WORK REQUEST
Continue the text on robots made from living cells, starting right after its last sentence.

2. Xenobots Are Robots Made From Living Frog Cells

We already saw what happens when you make robots out of something dead, so how about something alive? Xenobots are robots that are made from living cells and, in this case, the cells of frogs. 

Scientists have used frog stem cells to create tiny living robots capable of simple tasks. Skin cells and heart cells, which have no business working together, can push microscopic objects around. They even put themselves back together if they’re damaged. 

There’s a hope that one day xenobots can be used in the medical field, and even out in the world to clean up contaminants in the environment. A future xenobot could take drugs right to the organs in your body that need them. They qualify as neither machine nor life form, or maybe they fall under the realm of both. 

1. There’s a Robot Finger Covered in Living Skin 

In science fiction, you can’t shake a tree without a robot designed to mimic a human falling out. From Data on Star Trek to the Terminator to Cylons in Battlestar Galactica, we really love the idea of making things in our own image. Also, it just makes for cheaper special effects if you cast a human and say it’s a robot. It was inevitable that real life would also walk down the humanoid robot path. And so far what we’ve come up with is off putting at best.

DATA SECTION
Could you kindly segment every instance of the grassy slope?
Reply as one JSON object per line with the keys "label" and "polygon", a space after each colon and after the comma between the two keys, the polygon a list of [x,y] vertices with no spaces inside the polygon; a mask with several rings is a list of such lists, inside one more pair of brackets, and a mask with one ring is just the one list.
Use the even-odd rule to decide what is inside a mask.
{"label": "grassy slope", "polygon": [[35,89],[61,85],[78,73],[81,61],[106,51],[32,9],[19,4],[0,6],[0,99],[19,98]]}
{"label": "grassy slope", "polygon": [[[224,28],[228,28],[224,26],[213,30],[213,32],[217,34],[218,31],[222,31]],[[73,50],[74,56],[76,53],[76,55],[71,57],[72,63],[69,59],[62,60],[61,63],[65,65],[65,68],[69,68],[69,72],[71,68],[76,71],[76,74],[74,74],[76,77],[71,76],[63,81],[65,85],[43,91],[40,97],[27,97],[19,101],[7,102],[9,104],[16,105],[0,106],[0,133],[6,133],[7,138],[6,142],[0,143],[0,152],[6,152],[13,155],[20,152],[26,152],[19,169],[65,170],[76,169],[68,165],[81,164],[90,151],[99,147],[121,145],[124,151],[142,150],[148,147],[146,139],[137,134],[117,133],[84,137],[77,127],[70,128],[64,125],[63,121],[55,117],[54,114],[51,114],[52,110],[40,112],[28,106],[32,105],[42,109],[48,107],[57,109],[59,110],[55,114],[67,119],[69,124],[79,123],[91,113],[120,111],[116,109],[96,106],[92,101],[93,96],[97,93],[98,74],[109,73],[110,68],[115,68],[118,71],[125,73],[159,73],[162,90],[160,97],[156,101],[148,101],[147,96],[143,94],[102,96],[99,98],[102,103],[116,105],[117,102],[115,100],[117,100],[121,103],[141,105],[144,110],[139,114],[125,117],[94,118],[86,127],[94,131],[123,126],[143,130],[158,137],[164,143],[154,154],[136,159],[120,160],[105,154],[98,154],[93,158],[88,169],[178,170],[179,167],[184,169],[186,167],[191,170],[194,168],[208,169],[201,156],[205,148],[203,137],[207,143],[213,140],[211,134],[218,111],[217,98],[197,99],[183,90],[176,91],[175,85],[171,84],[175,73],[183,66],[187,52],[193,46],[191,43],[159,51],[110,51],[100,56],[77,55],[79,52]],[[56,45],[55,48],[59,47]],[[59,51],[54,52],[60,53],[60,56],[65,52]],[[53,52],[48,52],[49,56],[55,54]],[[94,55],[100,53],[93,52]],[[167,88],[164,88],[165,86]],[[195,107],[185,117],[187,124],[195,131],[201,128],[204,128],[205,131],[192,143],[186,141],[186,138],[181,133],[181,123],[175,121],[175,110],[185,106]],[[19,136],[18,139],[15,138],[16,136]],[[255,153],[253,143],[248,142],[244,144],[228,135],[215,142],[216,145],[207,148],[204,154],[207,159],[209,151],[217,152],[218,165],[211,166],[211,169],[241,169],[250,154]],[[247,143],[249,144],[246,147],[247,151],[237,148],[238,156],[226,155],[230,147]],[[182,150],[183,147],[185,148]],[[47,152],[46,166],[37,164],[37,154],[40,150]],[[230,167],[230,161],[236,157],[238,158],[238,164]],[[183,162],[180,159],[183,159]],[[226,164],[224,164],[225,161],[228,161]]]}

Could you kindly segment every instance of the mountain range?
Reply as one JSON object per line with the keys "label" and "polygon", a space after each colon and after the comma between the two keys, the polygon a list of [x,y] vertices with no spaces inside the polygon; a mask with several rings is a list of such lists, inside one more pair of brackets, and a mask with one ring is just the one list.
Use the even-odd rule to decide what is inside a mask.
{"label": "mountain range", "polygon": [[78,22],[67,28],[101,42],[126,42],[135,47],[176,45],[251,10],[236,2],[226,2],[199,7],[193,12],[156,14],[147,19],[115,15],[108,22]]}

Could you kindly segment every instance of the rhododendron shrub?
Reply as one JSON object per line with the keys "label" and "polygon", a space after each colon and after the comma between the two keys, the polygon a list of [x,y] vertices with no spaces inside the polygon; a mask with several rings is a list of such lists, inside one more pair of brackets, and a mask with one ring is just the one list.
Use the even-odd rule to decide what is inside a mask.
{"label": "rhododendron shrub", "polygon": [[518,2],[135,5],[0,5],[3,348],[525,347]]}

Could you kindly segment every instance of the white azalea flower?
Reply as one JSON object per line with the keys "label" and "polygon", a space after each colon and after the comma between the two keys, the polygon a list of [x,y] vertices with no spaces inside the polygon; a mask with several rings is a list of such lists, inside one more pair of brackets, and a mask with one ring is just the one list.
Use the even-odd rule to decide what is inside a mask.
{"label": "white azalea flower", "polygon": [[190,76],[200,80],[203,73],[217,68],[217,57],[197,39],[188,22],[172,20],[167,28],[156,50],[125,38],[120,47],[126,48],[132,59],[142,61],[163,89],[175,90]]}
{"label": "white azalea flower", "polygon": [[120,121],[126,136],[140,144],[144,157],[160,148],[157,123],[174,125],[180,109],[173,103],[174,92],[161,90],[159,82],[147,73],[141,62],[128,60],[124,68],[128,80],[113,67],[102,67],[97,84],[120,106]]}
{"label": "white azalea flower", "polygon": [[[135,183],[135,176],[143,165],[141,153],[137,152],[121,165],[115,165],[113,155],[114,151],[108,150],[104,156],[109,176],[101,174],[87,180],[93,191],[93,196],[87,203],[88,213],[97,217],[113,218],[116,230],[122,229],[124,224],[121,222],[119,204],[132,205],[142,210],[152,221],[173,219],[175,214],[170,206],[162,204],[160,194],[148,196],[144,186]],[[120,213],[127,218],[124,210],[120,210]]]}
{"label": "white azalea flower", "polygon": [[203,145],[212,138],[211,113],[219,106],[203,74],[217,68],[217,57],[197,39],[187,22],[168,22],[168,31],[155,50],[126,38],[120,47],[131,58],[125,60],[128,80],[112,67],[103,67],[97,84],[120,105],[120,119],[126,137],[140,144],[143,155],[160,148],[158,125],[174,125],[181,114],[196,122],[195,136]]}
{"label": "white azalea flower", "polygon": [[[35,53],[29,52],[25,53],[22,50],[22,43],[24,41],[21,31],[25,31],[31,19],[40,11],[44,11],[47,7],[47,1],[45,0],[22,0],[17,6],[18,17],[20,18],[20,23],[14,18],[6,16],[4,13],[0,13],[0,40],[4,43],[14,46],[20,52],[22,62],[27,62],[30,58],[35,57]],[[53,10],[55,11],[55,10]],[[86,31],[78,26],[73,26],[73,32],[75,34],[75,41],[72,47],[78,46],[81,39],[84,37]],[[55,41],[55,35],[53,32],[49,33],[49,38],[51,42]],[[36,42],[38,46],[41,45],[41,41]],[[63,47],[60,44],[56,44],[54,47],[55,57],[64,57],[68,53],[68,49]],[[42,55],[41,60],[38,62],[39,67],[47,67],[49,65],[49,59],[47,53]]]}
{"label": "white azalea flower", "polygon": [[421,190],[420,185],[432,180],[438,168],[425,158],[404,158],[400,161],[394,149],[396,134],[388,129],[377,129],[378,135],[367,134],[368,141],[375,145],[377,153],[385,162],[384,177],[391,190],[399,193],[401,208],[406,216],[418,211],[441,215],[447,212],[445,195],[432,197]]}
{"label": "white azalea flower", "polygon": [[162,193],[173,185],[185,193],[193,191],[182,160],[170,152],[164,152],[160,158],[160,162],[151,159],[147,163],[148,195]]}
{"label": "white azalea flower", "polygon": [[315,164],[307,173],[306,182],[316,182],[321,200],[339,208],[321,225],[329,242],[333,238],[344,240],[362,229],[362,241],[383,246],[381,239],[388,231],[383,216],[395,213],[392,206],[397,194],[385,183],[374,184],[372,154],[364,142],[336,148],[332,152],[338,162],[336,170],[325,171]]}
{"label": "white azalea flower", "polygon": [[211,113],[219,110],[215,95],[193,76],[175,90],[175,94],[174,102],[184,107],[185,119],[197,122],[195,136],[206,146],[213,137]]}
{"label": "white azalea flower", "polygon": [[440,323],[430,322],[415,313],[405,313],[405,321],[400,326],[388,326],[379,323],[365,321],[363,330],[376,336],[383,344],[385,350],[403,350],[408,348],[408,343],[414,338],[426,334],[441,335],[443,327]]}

ANSWER SPACE
While there are a handful of rigid robots designed in the shape of a human, only soft robotics could get to the point where the words “slightly sweaty” come into play to describe how it looks. Japanese researchers have made a soft robot finger and covered it in skin. Real, living tissue. 

Because the tissue is alive, the robot can heal itself from damage. The belief behind the design is that, if a robot is more lifelike, people will interact with it more easily. This could be crucial in healthcare settings or other situations in which someone needs to rely on a robot. 

The skin has to be kept moist, so it doesn’t dry out since the finger isn’t attached to anything and there’s no circulatory system. They also acknowledged that it moves in a very mechanical way. No one broached the top of how it would look on a robot face, or what would happen if a skin-covered robot got some kind of infection and its face rotted off. 

In the future, the plans are to build on the foundation by giving it a fingernail, sweat glands and hair follicles. Then, maybe someday, it’ll graduate to a full hand.